___ Records ___

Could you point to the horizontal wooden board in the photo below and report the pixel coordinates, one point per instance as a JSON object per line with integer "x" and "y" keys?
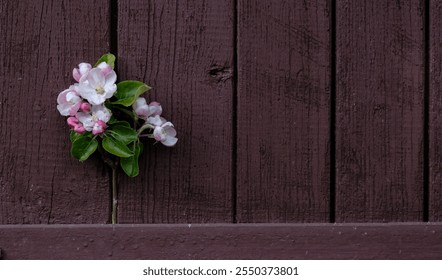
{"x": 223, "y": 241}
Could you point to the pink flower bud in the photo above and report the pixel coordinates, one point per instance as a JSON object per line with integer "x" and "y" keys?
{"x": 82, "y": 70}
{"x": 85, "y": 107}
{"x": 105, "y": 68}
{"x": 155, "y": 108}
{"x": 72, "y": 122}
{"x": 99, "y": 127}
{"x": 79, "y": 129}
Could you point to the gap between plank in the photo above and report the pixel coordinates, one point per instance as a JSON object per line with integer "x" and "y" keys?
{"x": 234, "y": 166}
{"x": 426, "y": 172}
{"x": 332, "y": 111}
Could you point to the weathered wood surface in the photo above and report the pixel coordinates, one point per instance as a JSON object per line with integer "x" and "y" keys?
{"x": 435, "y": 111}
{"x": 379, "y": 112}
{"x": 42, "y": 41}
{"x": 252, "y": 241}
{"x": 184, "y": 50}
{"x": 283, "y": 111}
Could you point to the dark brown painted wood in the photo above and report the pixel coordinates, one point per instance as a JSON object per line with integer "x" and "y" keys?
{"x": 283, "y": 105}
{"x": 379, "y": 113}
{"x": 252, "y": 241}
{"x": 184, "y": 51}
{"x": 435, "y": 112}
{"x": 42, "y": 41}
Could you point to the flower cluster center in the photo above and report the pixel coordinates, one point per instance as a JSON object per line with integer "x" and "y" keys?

___

### Given problem
Starting at the line that contains "Could you point to the weathered" and ending at the end of the records, rewrite every line, requests included, with each x and y coordinate in the answers multiplied by 0.45 and rounded to the nearest whole number, halves rounded up.

### Task output
Could you point to the weathered wood surface in the photo above and report the pixel coordinates, one point per instance as a JSON object per line with integer "x" and "y" keys?
{"x": 196, "y": 50}
{"x": 171, "y": 50}
{"x": 19, "y": 18}
{"x": 113, "y": 108}
{"x": 83, "y": 23}
{"x": 127, "y": 50}
Could you point to the dark brown painted wood in the photo above and report the pixel coordinates, one point per instance as a JSON object per line with integer "x" and "y" keys?
{"x": 127, "y": 47}
{"x": 171, "y": 51}
{"x": 113, "y": 108}
{"x": 83, "y": 23}
{"x": 196, "y": 50}
{"x": 19, "y": 18}
Could you point to the flower cluster center in the photo above and report the pixel coordinates, one point per instance as a JSON object per line with integer "x" and "y" keys?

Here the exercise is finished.